------ Rows

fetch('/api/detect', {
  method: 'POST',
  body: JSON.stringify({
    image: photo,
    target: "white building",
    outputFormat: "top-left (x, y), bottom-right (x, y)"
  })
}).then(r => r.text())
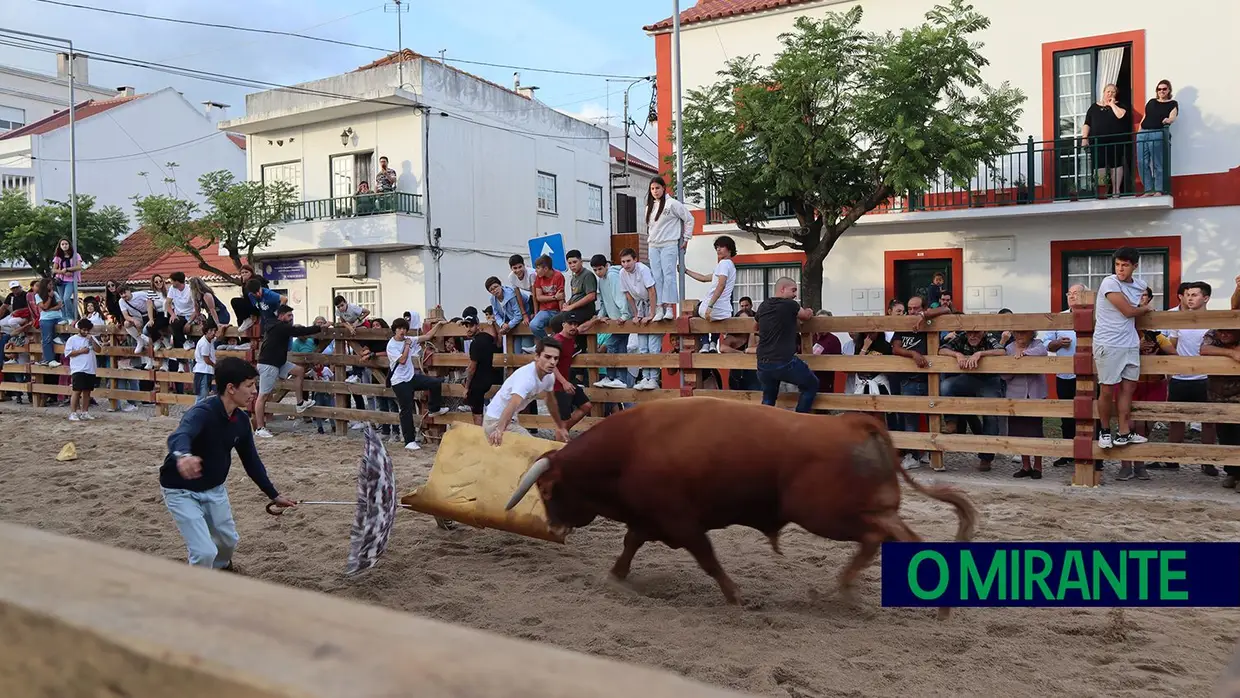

------------

- _Given request_:
Rewrite the records, changing "white building" to "brick building" and leaving everything else as it is. Omit the pictures from your answer.

- _Response to this exercise_:
fetch('/api/detect', {
  method: 'POST',
  body: JSON.stringify({
    image: photo,
    target: "brick building",
    outputFormat: "top-left (x, y), bottom-right (x, y)"
  })
}).then(r => r.text())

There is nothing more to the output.